À FAIRE:
Rédigez la suite de l'article sur le rapport de la Commission Bouchard-Taylor, en reprenant juste après sa dernière phrase.

EXTRAIT DU TEXTE:
==========

Charles Taylor et Gérard Bouchard ont dévoilé leur rapport très attendu, jeudi, à Montréal. (Photo Ivanoh Demers)
Tristan Péloquin - Oui au port de signes religieux pour les enseignantes, les professionnels de la santé et les fonctionnaires, mais pas pour les policiers, les juges et les gardiens de prison. Voilà une des 37 recommandations rendues publiques jeudi par la Commission Bouchard-Taylor sur les accommodements raisonnables.
Dans leur document de 307 pages, les deux commissaires préconisent également, «au nom de la séparation entre l’État et les Églises, au nom aussi de la neutralité de l’État», le retrait du crucifix au-dessus du siège du président de l’Assemblée nationale. «Pour la même raison, la récitation de prières aux réunions des conseils municipaux devrait être abandonnée dans les nombreuses municipalités où ce rite est toujours pratiqué», recommandent MM. Bouchard et Taylor.
Au sujet des signes religieux, les commissaires estiment qu’«une enseignante ne pourrait par exemple revêtir une burka ou un niqab en classe et s’acquitter adéquatement de sa tâche », mais qu’en revanche, « le foulard (islamique), lui, ne compromet ni la communication ni la socialisation ». «Les jeunes qui sont exposés dès le bas âge à la diversité qu’ils rencontreront à l’extérieur de l’école pourront démystifier plus facilement les différences et seront moins prompts à les appréhender sous le mode de la menace », justifient-ils.
« Il n’en demeure pas moins que l’interdiction du port de signes religieux pour une gamme restreinte de fonctions se justifie mieux, poursuivent les commissaires. On peut avancer que l’exigence d’une apparence d’impartialité s’impose au plus haut point dans le cas de juges, des policiers et des gardiens de prison, qui détiennent tous un pouvoir de sanction et même de coercition à l’endroit de personnes qui se trouvent en position de dépendance et de vulnérabilité.»

==========

DONNÉES PRÉSENTÉES:
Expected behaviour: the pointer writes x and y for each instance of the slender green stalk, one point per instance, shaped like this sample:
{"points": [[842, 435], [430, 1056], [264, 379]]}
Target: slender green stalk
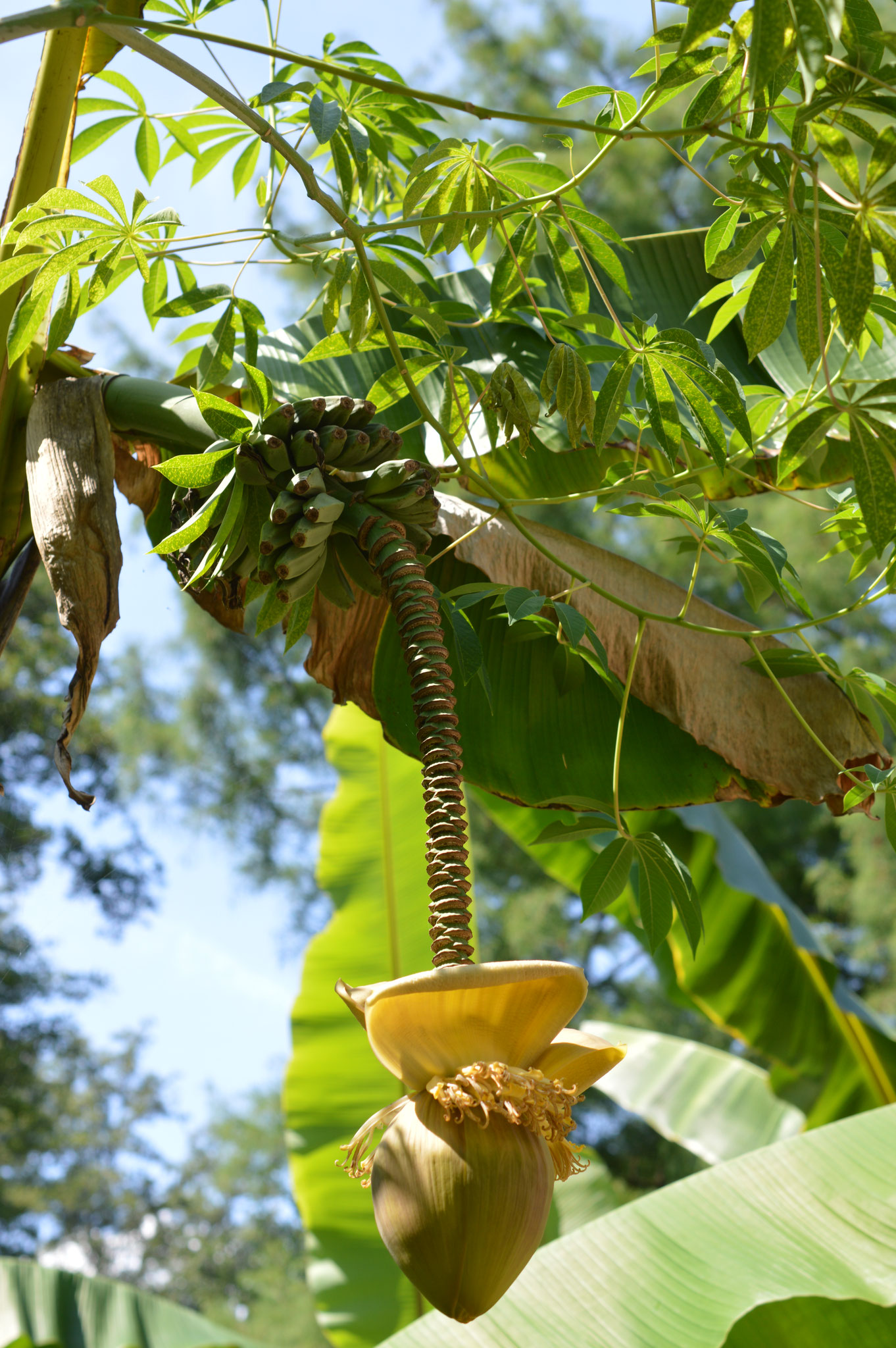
{"points": [[618, 751], [80, 14], [799, 716]]}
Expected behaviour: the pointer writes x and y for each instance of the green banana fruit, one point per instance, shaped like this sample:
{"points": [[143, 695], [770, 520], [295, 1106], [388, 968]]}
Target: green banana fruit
{"points": [[361, 415], [249, 467], [388, 476], [305, 450], [380, 437], [402, 496], [309, 536], [244, 565], [333, 583], [307, 483], [332, 442], [337, 410], [295, 561], [285, 507], [309, 411], [274, 537], [356, 564], [356, 450], [289, 591], [275, 455], [281, 423], [325, 509]]}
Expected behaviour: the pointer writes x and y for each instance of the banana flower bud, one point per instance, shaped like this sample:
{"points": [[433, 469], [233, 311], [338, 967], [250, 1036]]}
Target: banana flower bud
{"points": [[464, 1173]]}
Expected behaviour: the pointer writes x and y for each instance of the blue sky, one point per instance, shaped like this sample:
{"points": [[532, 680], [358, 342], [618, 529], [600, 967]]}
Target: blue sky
{"points": [[207, 973]]}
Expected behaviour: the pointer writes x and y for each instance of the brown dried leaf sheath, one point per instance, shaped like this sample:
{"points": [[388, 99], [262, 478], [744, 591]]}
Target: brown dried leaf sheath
{"points": [[70, 467], [695, 680], [141, 486]]}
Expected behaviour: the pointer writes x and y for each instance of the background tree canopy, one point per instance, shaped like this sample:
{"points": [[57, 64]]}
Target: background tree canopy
{"points": [[640, 339]]}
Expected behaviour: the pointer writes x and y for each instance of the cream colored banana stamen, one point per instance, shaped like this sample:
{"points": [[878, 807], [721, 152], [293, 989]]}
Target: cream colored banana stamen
{"points": [[359, 1162], [524, 1097]]}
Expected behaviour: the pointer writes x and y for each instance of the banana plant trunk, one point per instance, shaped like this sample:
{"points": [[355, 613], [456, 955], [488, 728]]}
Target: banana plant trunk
{"points": [[42, 163]]}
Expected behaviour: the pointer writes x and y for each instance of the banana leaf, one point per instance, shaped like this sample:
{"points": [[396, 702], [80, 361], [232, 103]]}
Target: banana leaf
{"points": [[714, 1103], [762, 972], [802, 1228], [785, 363], [703, 725], [372, 866], [667, 276], [585, 1196], [50, 1307]]}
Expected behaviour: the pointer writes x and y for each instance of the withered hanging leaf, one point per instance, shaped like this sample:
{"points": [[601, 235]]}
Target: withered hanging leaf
{"points": [[70, 467], [516, 406], [566, 386]]}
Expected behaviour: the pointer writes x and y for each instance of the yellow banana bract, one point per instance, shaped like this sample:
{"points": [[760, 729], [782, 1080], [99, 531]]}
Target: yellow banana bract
{"points": [[464, 1172]]}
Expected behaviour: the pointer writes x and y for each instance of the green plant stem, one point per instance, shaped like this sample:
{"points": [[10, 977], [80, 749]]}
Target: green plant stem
{"points": [[744, 635], [114, 27], [799, 716], [41, 165], [618, 751], [693, 581], [526, 285], [593, 275], [68, 15]]}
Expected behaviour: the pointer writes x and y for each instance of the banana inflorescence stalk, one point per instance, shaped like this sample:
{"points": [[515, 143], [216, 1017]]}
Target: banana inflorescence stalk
{"points": [[287, 510], [416, 613]]}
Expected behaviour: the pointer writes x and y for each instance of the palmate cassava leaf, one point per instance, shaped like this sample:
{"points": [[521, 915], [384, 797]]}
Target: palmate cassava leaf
{"points": [[760, 971], [714, 1103], [51, 1307], [786, 1228], [372, 866]]}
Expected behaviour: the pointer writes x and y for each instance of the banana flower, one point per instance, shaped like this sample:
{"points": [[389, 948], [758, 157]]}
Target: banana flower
{"points": [[464, 1173]]}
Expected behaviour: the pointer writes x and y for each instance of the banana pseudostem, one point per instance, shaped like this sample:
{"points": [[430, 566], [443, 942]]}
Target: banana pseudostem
{"points": [[416, 613]]}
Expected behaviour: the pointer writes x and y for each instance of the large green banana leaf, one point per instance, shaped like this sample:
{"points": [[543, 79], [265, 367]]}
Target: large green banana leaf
{"points": [[531, 744], [760, 972], [814, 1218], [372, 866], [50, 1307], [714, 1103], [667, 276]]}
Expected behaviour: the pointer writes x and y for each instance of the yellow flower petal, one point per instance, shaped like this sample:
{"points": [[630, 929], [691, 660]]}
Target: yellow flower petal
{"points": [[357, 998], [578, 1060], [434, 1024]]}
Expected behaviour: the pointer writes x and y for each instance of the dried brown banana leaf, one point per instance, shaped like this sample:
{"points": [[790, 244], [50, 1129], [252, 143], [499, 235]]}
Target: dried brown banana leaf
{"points": [[70, 468]]}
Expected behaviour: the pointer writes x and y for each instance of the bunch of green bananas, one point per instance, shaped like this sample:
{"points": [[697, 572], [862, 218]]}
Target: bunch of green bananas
{"points": [[272, 504], [405, 492]]}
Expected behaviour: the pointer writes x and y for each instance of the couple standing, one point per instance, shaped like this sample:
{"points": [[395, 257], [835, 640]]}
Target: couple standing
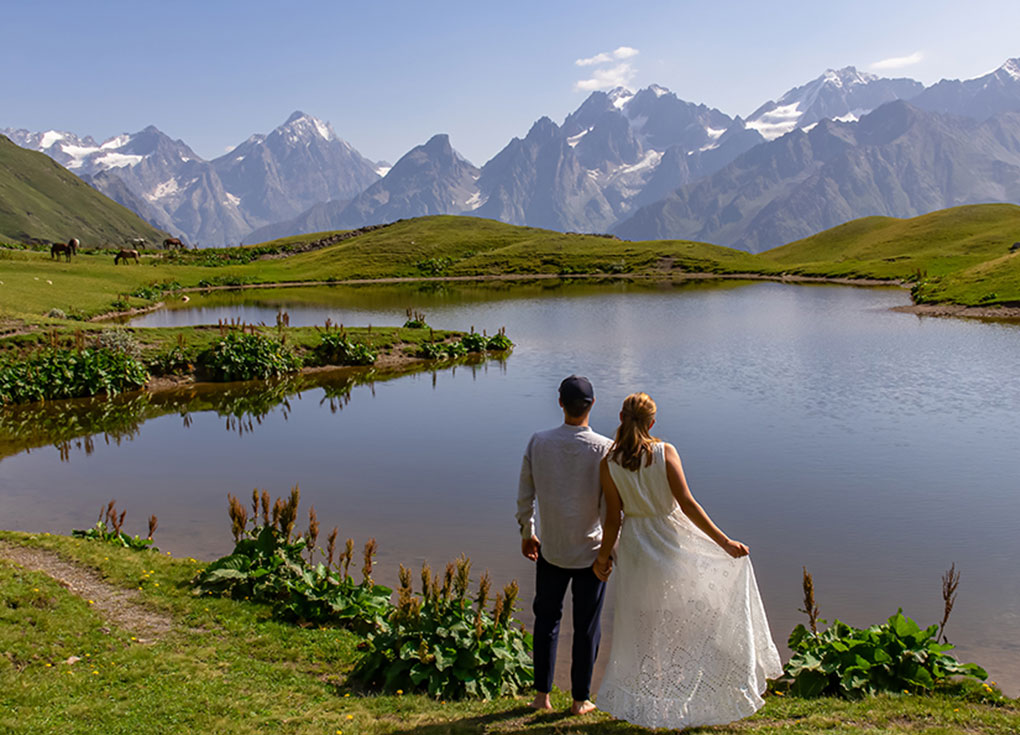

==========

RÉSULTAT ATTENDU:
Durant les différents forums qui ont été tenus, plusieurs intervenants ont demandé l’adoption d’une loi sur la laïcité. Les deux commissaires préconisent plutôt la production par le gouvernement d’un « Livre blanc sur la laïcité». « Il importe que l’État formalise et énonce la conception de la laïcité qui prévaut déjà en pratique et que, ce faisant, les balises qui la circonscrivent soient affirmées et précisées », écrivent-ils. MM. Bouchard et Taylor soulignent cependant que leurs travaux ne leur permettent pas de « constater un hausse importante et soudaine des ajustements ou des accommodements consentis dans les institutions publiques ». « Nous n’avons pas constaté non plus que le fonctionnement normal de nos institutions aurait été perturbé par ce type de demandes. » En fait, leur analyse révèle que 55% des cas recensés par les médias durant les 22 dernières années l’ont été pendant la seule période allant de mars 2006 à juin 2007. « Autrement dit, la vision négative des accommodements qui s’est propagée dans la population reposait souvent sur une perception erronée ou partielle des pratiques ayant cours sur le terrain. »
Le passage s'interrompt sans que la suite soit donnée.